■ Given exercise 1
Retype the VTL/VSL test notes word for word, starting with "VTL/VSL test suites" and going on through "during compilation alone.".

■ Supplied text
— begin —

VTL/VSL test suites compile many modules in parallel. On a 32-core machine, v test vsl
or v test vtl can spike RAM into the 10–20+ GB range during compilation alone.
| Do | Don't |
|---|---|
VJOBS=2 v test vtl/nn/layers/layers_test.v |
v test vtl (full tree) |
VJOBS=2 v test vsl/blas vsl/la vsl/ml |
v test vsl (82 tests + Vulkan) |
v run vtl/examples/nn_cifar10_tiny_synth/main.v |
v run vtl/examples/nn_cifar10/main.v (huge compile) |
Opt-in GPU: VTL_USE_CUDA=1 v -d cuda ... |
-d cuda on every command by default |
| Variable | Default | Meaning |
|---|---|---|
VTL_USE_CUDA |
off | Set to 1 to use CUDA in Linear forward (-d cuda build only). |
VTL_GPU_ACTIVATIONS |
off | Phase 2: chain Linear activations on GPU between layers. |
VTL_CUDA_BACKWARD |
off | Phase 3: cuBLAS GEMM for Linear gate backward. |
VTL_CUDA_OPTIMIZER |
off | Phase 4: cuBLAS moment updates for Adam. |
VTL_TEST_CUDA |
off | Set to 1 to run GPU tests (linear_cuda_test.v, device_session_test.v). |
VTL_USE_VULKAN |
off | f32 Linear/Conv2D/activations/Adam via Vulkan (-d vulkan). Use v -prod for GPU (debug instance crash on V 0.5.1). |
VTL_TEST_VULKAN |
off | Optional Vulkan integration tests (conv2d, activations, Adam, training smoke). |
VJOBS |
(V auto) | Cap parallel compile jobs, e.g. VJOBS=2. |
CUDA is opt-in so normal CPU work never touches the GPU driver.

— end —

■ Source material
— begin —

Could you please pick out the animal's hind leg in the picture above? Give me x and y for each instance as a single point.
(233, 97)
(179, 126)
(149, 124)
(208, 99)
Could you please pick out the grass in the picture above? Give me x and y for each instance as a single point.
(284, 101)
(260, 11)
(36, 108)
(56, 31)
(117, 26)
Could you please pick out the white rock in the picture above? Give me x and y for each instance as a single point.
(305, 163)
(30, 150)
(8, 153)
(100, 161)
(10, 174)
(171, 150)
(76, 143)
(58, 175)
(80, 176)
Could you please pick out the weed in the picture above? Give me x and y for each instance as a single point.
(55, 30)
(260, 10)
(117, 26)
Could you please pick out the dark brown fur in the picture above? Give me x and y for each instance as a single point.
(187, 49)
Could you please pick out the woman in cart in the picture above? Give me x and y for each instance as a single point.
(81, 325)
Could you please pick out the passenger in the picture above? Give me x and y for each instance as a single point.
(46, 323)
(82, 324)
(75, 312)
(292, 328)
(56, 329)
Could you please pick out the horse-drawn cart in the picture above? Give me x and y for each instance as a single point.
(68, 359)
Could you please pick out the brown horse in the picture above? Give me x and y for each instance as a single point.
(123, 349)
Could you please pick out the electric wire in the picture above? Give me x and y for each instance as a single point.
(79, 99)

— end —
— begin —

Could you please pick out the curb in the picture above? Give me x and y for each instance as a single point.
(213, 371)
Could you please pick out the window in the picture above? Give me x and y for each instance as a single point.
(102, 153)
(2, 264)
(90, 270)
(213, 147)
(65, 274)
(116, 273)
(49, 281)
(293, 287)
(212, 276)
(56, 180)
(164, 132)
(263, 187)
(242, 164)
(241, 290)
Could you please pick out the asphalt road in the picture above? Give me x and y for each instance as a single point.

— end —

■ Given exercise 2
How many lines in the records contain the string "brown"? Case counts, and the reply should be the number only.

■ Task answer 1
VTL/VSL test suites compile many modules in parallel. On a 32-core machine, v test vsl
or v test vtl can spike RAM into the 10–20+ GB range during compilation alone.

■ Task answer 2
2